→ **Records shown**:
▼
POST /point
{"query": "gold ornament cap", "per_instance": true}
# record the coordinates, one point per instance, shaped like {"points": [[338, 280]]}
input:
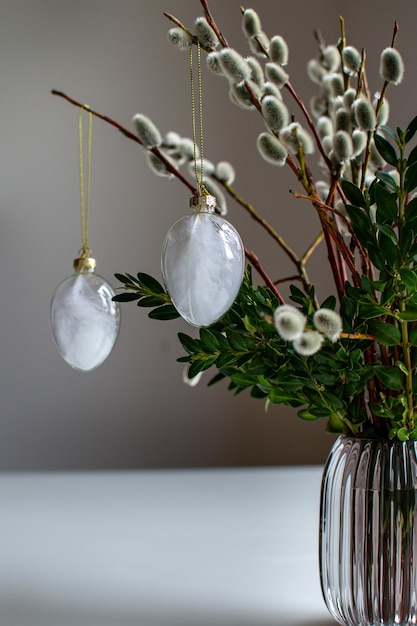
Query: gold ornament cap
{"points": [[203, 203], [85, 263]]}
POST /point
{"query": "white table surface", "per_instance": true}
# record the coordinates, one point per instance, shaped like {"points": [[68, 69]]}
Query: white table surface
{"points": [[161, 548]]}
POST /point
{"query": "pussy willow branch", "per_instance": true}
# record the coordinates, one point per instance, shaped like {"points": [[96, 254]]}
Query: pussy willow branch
{"points": [[252, 258], [298, 262], [170, 167]]}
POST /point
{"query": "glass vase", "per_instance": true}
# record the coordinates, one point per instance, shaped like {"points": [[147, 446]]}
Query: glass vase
{"points": [[368, 532]]}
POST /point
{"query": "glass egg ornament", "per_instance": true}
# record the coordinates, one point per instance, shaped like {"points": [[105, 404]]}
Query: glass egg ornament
{"points": [[84, 320], [203, 261]]}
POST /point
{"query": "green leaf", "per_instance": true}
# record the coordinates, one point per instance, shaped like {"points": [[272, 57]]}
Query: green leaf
{"points": [[387, 208], [413, 338], [226, 360], [353, 194], [386, 150], [387, 334], [411, 130], [412, 157], [276, 396], [388, 232], [238, 341], [411, 210], [409, 279], [410, 181], [208, 341], [329, 303], [389, 376], [387, 179], [409, 315], [150, 283], [361, 223], [126, 297], [369, 311], [306, 414], [189, 344], [164, 312]]}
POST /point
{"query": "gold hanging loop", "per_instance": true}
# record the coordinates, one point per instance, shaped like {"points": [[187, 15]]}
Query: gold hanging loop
{"points": [[85, 261], [199, 176]]}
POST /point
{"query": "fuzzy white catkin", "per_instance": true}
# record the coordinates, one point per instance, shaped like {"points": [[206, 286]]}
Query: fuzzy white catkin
{"points": [[383, 114], [257, 73], [147, 132], [172, 139], [294, 137], [259, 44], [157, 166], [343, 120], [242, 96], [391, 66], [359, 139], [322, 189], [205, 33], [269, 89], [187, 149], [308, 343], [324, 126], [276, 74], [316, 72], [330, 58], [351, 60], [234, 65], [335, 82], [271, 149], [278, 50], [251, 23], [349, 97], [192, 382], [225, 172], [289, 322], [329, 323], [214, 190], [179, 38], [342, 146], [364, 114], [275, 113], [212, 61]]}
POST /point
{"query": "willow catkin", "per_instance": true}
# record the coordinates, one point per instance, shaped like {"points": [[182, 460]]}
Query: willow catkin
{"points": [[147, 132], [271, 149]]}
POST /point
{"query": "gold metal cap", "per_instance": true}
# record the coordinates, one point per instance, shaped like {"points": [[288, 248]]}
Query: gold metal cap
{"points": [[203, 204], [84, 265]]}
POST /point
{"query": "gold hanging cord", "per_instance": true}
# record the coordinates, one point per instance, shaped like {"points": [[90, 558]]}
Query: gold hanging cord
{"points": [[199, 176], [85, 194]]}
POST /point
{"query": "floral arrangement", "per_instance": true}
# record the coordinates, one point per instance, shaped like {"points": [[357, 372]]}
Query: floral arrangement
{"points": [[350, 359]]}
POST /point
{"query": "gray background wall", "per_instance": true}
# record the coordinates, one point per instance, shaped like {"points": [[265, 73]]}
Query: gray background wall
{"points": [[134, 411]]}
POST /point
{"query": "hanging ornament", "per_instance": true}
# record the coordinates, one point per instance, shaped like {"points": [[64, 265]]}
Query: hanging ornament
{"points": [[84, 319], [202, 263], [202, 255]]}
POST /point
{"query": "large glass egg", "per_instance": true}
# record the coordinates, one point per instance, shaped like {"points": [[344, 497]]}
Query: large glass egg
{"points": [[85, 321], [202, 264]]}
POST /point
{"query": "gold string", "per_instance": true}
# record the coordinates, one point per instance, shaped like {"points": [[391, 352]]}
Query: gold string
{"points": [[85, 197], [199, 177]]}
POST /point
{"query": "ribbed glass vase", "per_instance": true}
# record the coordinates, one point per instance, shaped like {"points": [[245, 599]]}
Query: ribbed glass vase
{"points": [[368, 532]]}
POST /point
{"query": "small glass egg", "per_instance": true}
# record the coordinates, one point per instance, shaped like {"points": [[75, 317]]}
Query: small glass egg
{"points": [[203, 261], [84, 320]]}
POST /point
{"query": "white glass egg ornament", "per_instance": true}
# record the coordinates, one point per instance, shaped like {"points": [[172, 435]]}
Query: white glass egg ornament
{"points": [[84, 320], [203, 262]]}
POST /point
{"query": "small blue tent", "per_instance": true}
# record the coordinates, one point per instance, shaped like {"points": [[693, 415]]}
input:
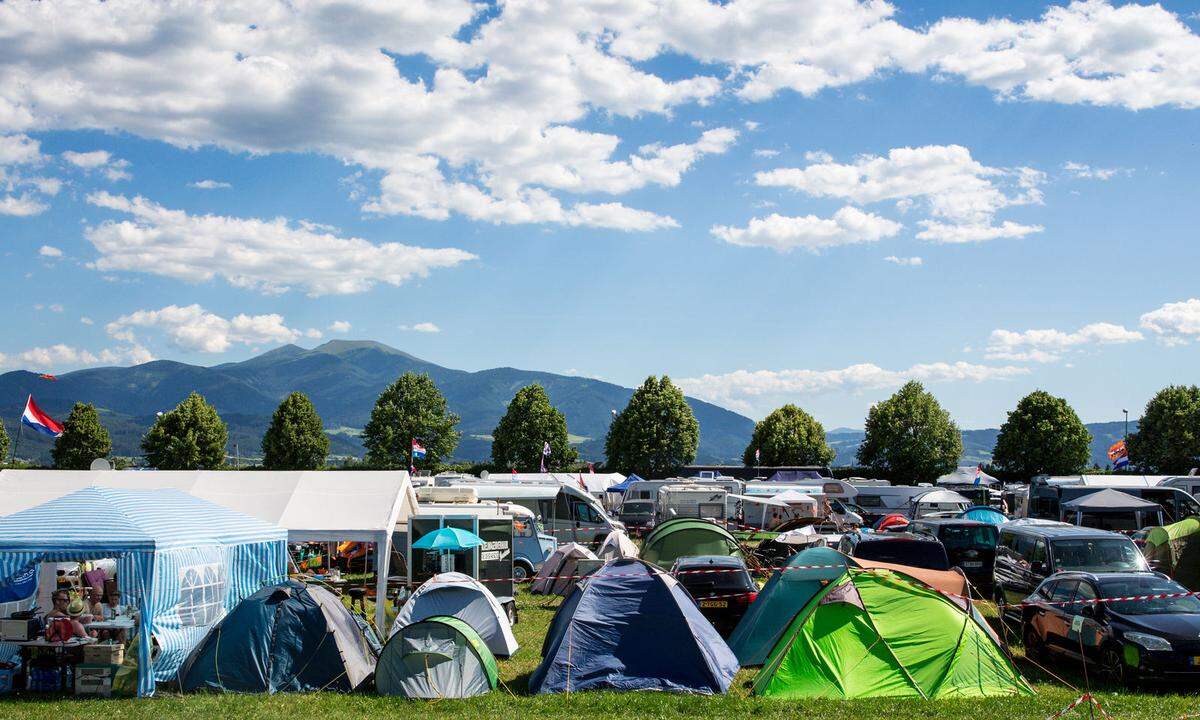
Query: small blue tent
{"points": [[285, 637], [631, 627], [181, 561]]}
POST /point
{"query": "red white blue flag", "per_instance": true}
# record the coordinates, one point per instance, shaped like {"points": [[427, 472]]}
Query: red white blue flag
{"points": [[35, 418]]}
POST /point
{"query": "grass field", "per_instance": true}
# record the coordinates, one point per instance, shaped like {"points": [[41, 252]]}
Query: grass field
{"points": [[510, 702]]}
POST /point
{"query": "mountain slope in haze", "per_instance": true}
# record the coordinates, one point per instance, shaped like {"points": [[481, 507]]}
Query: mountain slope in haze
{"points": [[342, 378]]}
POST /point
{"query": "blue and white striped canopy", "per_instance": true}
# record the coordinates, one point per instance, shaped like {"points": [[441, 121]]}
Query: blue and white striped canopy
{"points": [[181, 561]]}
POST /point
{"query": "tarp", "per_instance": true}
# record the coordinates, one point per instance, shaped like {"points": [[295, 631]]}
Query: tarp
{"points": [[317, 505], [882, 634], [181, 561], [461, 597], [630, 627], [559, 573], [436, 658], [688, 537], [287, 637]]}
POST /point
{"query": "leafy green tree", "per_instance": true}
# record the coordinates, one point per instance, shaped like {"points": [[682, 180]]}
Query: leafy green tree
{"points": [[1168, 438], [84, 438], [191, 437], [527, 425], [789, 437], [657, 432], [910, 438], [1043, 435], [295, 439], [411, 408]]}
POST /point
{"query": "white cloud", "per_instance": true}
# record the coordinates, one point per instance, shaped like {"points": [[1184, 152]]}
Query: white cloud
{"points": [[1049, 346], [269, 256], [960, 195], [745, 389], [195, 329], [421, 328], [1175, 323], [847, 226]]}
▲
→ **Problem description**:
Send back every line above exactly, skipping all pictures.

→ **Answer to the problem**:
POST /point
{"query": "gold ornament cap", "per_instance": true}
# record the coordinates, one point per instance, shaped like {"points": [[338, 280]]}
input:
Query: gold ornament cap
{"points": [[203, 203], [85, 263]]}
POST /point
{"query": "white table surface", "per_instance": true}
# record the coordinates, one point per instance, shaped like {"points": [[68, 69]]}
Query: white table surface
{"points": [[161, 548]]}
POST /point
{"query": "pussy willow branch", "per_instance": true}
# record the coordinates, one point per instance, shaped like {"points": [[96, 254]]}
Query: pussy willow branch
{"points": [[252, 258], [298, 262], [170, 167]]}
POST /point
{"query": "glass vase", "per_instance": true}
# record the coordinates, one point per instance, shaped like {"points": [[147, 446]]}
Query: glass vase
{"points": [[368, 532]]}
POST /point
{"query": "glass egg ornament", "per_instance": true}
# record the coordinates, one point per instance, shaped like {"points": [[105, 404]]}
Query: glass egg ornament
{"points": [[84, 320], [203, 261]]}
POST /point
{"query": "green leaf", "per_instance": true}
# record the coordinates, one point per instance, shaped like {"points": [[272, 57]]}
Query: green leaf
{"points": [[387, 208], [413, 338], [226, 360], [353, 194], [386, 150], [387, 334], [411, 130], [412, 157], [276, 396], [388, 232], [238, 341], [411, 210], [409, 279], [410, 181], [208, 341], [329, 303], [389, 376], [387, 179], [409, 315], [150, 283], [361, 223], [126, 297], [369, 311], [306, 414], [189, 344], [164, 312]]}
POST /point
{"query": "gold hanging loop", "per_instance": true}
# record the coordinates, one point per instance, shaped like {"points": [[187, 15]]}
Query: gold hanging loop
{"points": [[85, 261], [199, 176]]}
POST /point
{"query": "fuzzy white catkin", "per_instance": true}
# record the coordinates, one point per instance, shaped like {"points": [[206, 286]]}
Query: fuzzy white catkin
{"points": [[383, 114], [257, 73], [147, 132], [172, 139], [294, 137], [259, 44], [157, 166], [343, 120], [242, 96], [391, 66], [359, 139], [322, 189], [205, 33], [269, 89], [187, 149], [308, 343], [324, 126], [276, 74], [316, 72], [330, 58], [351, 60], [234, 65], [335, 82], [271, 149], [278, 50], [251, 23], [349, 97], [192, 382], [225, 172], [289, 322], [329, 323], [214, 190], [179, 38], [342, 146], [364, 114], [275, 113], [212, 61]]}
POST /point
{"query": "willow catkin", "per_instance": true}
# record the coordinates, one point per instance, shaped like {"points": [[182, 460]]}
Query: willow catkin
{"points": [[147, 132], [271, 149]]}
POST /point
{"query": "gold metal cap", "per_instance": true}
# record the coordinates, one point per instance, shaped like {"points": [[288, 248]]}
Query: gold metal cap
{"points": [[203, 204], [84, 265]]}
POST /point
{"query": "gold hanging cord", "per_instance": true}
# record the coordinates, one point per instance, shaped like {"points": [[90, 558]]}
Query: gold hanging cord
{"points": [[199, 176], [85, 194]]}
POST /point
{"query": "floral arrangement", "per_instance": true}
# record the coordinates, one point per instance, shaped like {"points": [[357, 372]]}
Query: floral arrangement
{"points": [[350, 359]]}
POST /point
{"query": "gray background wall", "per_instance": true}
# record the coordinates, one point per instance, shaped like {"points": [[265, 73]]}
Query: gray background wall
{"points": [[134, 411]]}
POST /point
{"query": "hanging ornament", "per_instance": true}
# record the coordinates, one point per instance, shaped like {"points": [[64, 265]]}
Query: hanging ornament
{"points": [[84, 319], [202, 263], [202, 255]]}
POST /point
{"query": "large glass egg", "per_instance": true}
# record the coordinates, one point per instance, shaped like {"points": [[344, 497]]}
Query: large glass egg
{"points": [[85, 321], [202, 264]]}
POST /point
{"query": "gold string", "per_instance": true}
# record the coordinates, one point per instance, shaped like {"points": [[391, 352]]}
Query: gold string
{"points": [[85, 197], [199, 177]]}
POST /point
{"query": "ribbed glass vase", "per_instance": true}
# record the coordinates, one point per instance, shaped like {"points": [[245, 599]]}
Query: ribbed glass vase
{"points": [[368, 532]]}
POST /point
{"query": "small glass egg", "per_instance": true}
# record the coordinates, one point per instance, shaped like {"points": [[75, 317]]}
Query: small glass egg
{"points": [[203, 261], [84, 320]]}
POST /point
{"query": "white glass egg ornament", "per_instance": true}
# record the coordinates, one point per instance, shaped like {"points": [[172, 435]]}
Query: white glass egg ornament
{"points": [[84, 320], [203, 262]]}
POST /point
{"query": "small blue tent", "per_instance": true}
# record the coordinates, one point per instance, shaped like {"points": [[693, 415]]}
input:
Query: small blue tent
{"points": [[285, 637], [631, 627], [181, 561]]}
POST /point
{"query": "red white blue flag", "per_instance": true}
# record the coordinates, one point per instance, shaped like {"points": [[427, 472]]}
Query: red white blue flag
{"points": [[35, 418]]}
POST /point
{"query": "grass field", "per_instance": true}
# record the coordinates, one point per instance, shaped like {"points": [[41, 252]]}
Query: grass field
{"points": [[510, 702]]}
POST /point
{"query": "mountain slope in haze", "per_instance": true}
# record the coordinates, one point per instance, shaped like {"points": [[481, 507]]}
Query: mountain slope in haze
{"points": [[342, 378]]}
POST /point
{"query": "blue and white striped canopy", "per_instance": true}
# record the coordinates, one point per instance, shaped like {"points": [[441, 121]]}
Query: blue and white striped canopy
{"points": [[181, 561]]}
POST /point
{"query": "tarp", "per_instance": true}
# record the coordinates, one point per instance, shaped like {"points": [[295, 631]]}
Query: tarp
{"points": [[317, 505], [882, 634], [181, 561], [461, 597], [630, 627], [559, 573], [436, 658], [688, 537], [287, 637]]}
POST /point
{"query": "leafy green tree", "per_instance": true}
# record the coordinates, one point per instance, shaped like {"points": [[682, 180]]}
Query: leafy green tree
{"points": [[1168, 438], [84, 438], [191, 437], [527, 425], [789, 437], [657, 432], [910, 438], [1043, 435], [295, 439], [411, 408]]}
POST /point
{"query": "white cloud", "per_instance": true}
# record the coordinates, one point per instance, shaped like {"points": [[1184, 152]]}
Query: white cloud
{"points": [[1049, 346], [269, 256], [960, 195], [745, 389], [195, 329], [421, 328], [1175, 323], [847, 226]]}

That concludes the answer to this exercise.